**TASK GOAL**
Extract each line of the data and write it out again exactly.

***** MATERIAL SHOWN *****

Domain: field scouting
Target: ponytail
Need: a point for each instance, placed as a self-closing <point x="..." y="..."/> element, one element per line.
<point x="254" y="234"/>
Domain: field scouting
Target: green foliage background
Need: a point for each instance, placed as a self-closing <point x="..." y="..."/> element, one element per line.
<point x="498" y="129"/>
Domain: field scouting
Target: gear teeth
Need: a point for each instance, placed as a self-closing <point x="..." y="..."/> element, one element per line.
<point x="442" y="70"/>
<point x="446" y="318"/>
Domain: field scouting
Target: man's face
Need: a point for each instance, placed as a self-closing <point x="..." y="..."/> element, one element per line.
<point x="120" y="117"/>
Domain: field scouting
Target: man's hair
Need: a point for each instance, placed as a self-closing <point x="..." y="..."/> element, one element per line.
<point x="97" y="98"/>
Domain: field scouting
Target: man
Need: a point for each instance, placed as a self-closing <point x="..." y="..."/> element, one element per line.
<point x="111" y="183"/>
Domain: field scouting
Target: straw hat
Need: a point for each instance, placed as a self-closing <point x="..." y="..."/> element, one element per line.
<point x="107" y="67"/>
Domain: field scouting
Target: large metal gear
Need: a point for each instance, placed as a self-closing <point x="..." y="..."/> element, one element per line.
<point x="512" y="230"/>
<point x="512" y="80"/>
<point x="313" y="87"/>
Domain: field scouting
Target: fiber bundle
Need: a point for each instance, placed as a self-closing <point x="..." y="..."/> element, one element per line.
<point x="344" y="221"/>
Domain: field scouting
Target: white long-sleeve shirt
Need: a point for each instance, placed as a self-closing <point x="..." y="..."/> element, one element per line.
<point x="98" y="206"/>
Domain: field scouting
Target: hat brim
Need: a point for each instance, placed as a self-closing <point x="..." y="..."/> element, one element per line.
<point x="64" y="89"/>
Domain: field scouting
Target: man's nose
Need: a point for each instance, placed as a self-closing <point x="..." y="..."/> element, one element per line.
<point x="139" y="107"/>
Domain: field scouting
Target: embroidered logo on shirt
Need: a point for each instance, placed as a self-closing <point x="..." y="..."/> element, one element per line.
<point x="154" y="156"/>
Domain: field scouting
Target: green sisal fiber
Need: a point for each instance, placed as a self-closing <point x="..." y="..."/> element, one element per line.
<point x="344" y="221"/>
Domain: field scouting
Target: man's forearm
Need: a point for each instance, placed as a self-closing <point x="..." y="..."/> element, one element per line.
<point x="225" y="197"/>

*****

**TASK RESULT**
Domain: field scouting
Target: ponytail
Need: a point for each instance, placed as a self-closing <point x="..." y="..."/> element, one element per line.
<point x="254" y="234"/>
Domain: field scouting
Target: green foliage background
Need: a point for each instance, placed as a self-closing <point x="..." y="..."/> element, one element per line.
<point x="498" y="129"/>
Domain: field scouting
Target: gear teeth
Need: a point for each instance, placed as a self-closing <point x="..." y="..."/> element, one element per line.
<point x="442" y="70"/>
<point x="446" y="318"/>
Domain: field scouting
Target: man's face
Need: a point for each instance, placed as a self-closing <point x="..." y="..."/> element, one element per line.
<point x="120" y="117"/>
Domain: field scouting
Target: man's hair
Need: a point for each instance, placed as a self-closing <point x="..." y="..."/> element, one element per line.
<point x="97" y="98"/>
Domain: field scouting
Target: man
Need: a point for each instance, placed as a self-closing <point x="..." y="..."/> element, one element per line.
<point x="111" y="183"/>
Domain: field scouting
Target: straw hat
Need: a point for each instance, placed as a self-closing <point x="..." y="..."/> element, one element per line.
<point x="107" y="67"/>
Domain: field scouting
Target: large metal gear
Need: a point for each instance, placed as a self-closing <point x="..." y="..."/> element, one element per line.
<point x="512" y="230"/>
<point x="512" y="80"/>
<point x="313" y="87"/>
Domain: field scouting
Target: fiber bundle
Need: a point for each instance, placed as a self-closing <point x="..." y="..."/> element, one element per line.
<point x="344" y="221"/>
Domain: field scouting
Target: white long-sleeve shirt
Need: a point for each instance, placed as a self-closing <point x="..." y="..."/> element, one element per line.
<point x="98" y="206"/>
Domain: field scouting
Target: hat brim
Need: a point for each instance, placed as a self-closing <point x="..." y="..."/> element, one element per line.
<point x="64" y="89"/>
Domain: field scouting
Target: man's nose
Need: a point for each instance, placed as a self-closing <point x="..." y="..."/> element, one element per line.
<point x="139" y="107"/>
Domain: field scouting
Target: embroidered logo on shirt
Need: a point for each instance, placed as a self-closing <point x="..." y="..."/> element, one element per line.
<point x="154" y="156"/>
Domain: field scouting
Target: green sisal fiber
Need: a point for each instance, placed as a self-closing <point x="..." y="..."/> element, one element per line.
<point x="344" y="221"/>
Domain: field scouting
Target: man's forearm
Need: a point for each instance, placed as a self-closing <point x="..." y="..."/> element, one element per line.
<point x="225" y="197"/>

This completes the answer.